La ética y la política tratan de negociar esta identidad-en-diferencia en todos los niveles sociales. “Vivimos en una sociedad post-sexista solo en el sentido de que todos somos generalizados a los ojos de la ley; pero aprendemos dolorosamente que la historia de la discriminación, la dominación y las luchas de poder entre los otros concretos prevalecen sobre el punto de vista del otro generalizado”.
Nancy Fraser es conocida por su trabajo sobre las concepciones filosóficas de la justicia en la tradición de pensadoras feministas como Martha Fineman. Fraser argumenta que la justicia puede entenderse de dos maneras distintas pero interrelacionadas: la justicia distributiva (en términos de una distribución más equitativa de los recursos) y la justicia del reconocimiento (de las diferentes identidades y grupos dentro de una sociedad). Hay dos formas correspondientes de injusticia: mala distribución y falta de reconocimiento.
Fraser observa que muchos movimientos de justicia social en los años 1960 y 1970 abogaron por el reconocimiento sobre la base de raza, género, sexualidad o etnicidad, y que el enfoque en corregir el reconocimiento erróneo eclipsó la importancia de desafiar los problemas persistentes de la mala distribución. Y un enfoque demasiado amplio en la política de identidad distrae la atención de los efectos nocivos del capitalismo neoliberal y la creciente desigualdad de riqueza que caracteriza a muchas sociedades.

□ □ □

**Ejercicios propuestos:**
1. Reescribe en forma de lista el párrafo del fragmento que empieza con "Nancy Fraser es conocida", sin perder sus datos principales.
2. Indica si cada afirmación concuerda con el fragmento y cita las palabras exactas que lo deciden:
(a) Fraser distingue entre una justicia distributiva y una justicia del reconocimiento.
(b) Los movimientos de justicia social de los años 1960 y 1970 defendieron sobre todo una distribución más equitativa de los recursos.
(c) El fragmento sostiene que vivimos en una sociedad post-sexista en todos los sentidos.
3. Continúa el fragmento sobre las ideas de Nancy Fraser acerca de la justicia a partir de su última oración.

**Material proporcionado:**
□ □ □

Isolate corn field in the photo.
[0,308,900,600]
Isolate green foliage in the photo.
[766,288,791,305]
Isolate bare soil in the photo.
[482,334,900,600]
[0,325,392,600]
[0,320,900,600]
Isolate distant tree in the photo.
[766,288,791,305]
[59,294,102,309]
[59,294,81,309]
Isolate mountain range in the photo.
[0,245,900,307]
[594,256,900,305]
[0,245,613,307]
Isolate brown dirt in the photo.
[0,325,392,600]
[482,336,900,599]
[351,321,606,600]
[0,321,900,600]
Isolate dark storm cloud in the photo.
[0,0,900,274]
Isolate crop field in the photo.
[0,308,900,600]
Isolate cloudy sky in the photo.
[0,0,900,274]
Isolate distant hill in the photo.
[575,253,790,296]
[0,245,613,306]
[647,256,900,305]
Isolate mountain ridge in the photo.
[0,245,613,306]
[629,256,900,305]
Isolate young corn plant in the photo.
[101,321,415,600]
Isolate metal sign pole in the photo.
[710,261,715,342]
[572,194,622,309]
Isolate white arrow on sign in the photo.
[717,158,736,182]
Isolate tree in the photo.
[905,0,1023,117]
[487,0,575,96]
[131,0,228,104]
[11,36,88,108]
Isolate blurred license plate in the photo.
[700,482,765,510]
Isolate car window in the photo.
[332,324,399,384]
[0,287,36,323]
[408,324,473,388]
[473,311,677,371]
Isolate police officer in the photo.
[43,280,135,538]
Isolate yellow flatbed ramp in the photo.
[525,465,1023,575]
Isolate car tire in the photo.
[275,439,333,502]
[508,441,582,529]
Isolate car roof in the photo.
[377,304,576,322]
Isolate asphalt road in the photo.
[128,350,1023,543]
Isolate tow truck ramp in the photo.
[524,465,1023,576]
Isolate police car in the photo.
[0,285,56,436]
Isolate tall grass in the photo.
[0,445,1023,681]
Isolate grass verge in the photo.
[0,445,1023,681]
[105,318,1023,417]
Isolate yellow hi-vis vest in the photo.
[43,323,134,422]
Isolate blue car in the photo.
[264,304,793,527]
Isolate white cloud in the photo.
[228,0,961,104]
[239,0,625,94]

□ □ □

**Respuestas:**
1.
- Nancy Fraser es conocida por su trabajo sobre las concepciones filosóficas de la justicia, en la tradición de pensadoras feministas como Martha Fineman.
- Según Fraser, la justicia puede entenderse de dos maneras distintas pero interrelacionadas:
  - La justicia distributiva busca una distribución más equitativa de los recursos.
  - La justicia del reconocimiento atiende a las diferentes identidades y grupos dentro de una sociedad.
- A cada forma de justicia le corresponde una forma de injusticia: la mala distribución y la falta de reconocimiento.

2.
(a) Sí: "la justicia distributiva (en términos de una distribución más equitativa de los recursos) y la justicia del reconocimiento".
(b) No: "abogaron por el reconocimiento sobre la base de raza, género, sexualidad o etnicidad".
(c) No: "Vivimos en una sociedad post-sexista solo en el sentido de que todos somos generalizados a los ojos de la ley".

3.
Fraser afirma: “Como feminista, siempre he asumido que luchando por emancipar a las mujeres estaba construyendo un mundo mejor, más igualitario, justo y libre. Pero últimamente comencé a preocuparme por eso? nuestra crítica del sexismo está suministrando la justificación de nuevas formas de desigualdad y explotación”.
Por ello, el feminismo no es simplemente una cuestión de conseguir un puñado de mujeres individuales en posiciones de poder y privilegio dentro de las jerarquías sociales existentes. Se trata más bien de superar esas jerarquías. Esto requiere desafiar las fuentes estructurales de la dominación de género en la sociedad capitalista, sobre todo, la separación institucionalizada de dos tipos de actividad supuestamente distintos: por un lado, el llamado trabajo productivo, remunerado y asociado históricamente con los hombres; por otro lado, las actividades de cuidado, a menudo no remuneradas y aún realizadas principalmente por mujeres.
En opinión de Fraser, esta división jerárquica y de género entre producción y reproducción es una estructura definitoria de la sociedad capitalista y una fuente profunda de las asimetrías de género intrincadas en ella. No puede haber emancipación de mujeres mientras esta estructura permanezca intacta. El feminismo tradicional se centra en alentar a las mujeres educadas de la clase media a “apoyarse” y “romper el techo de cristal” para ascender en la escala corporativa. Por definición, por lo tanto, sus beneficiarias solo pueden ser mujeres de la clase profesional-gerencial.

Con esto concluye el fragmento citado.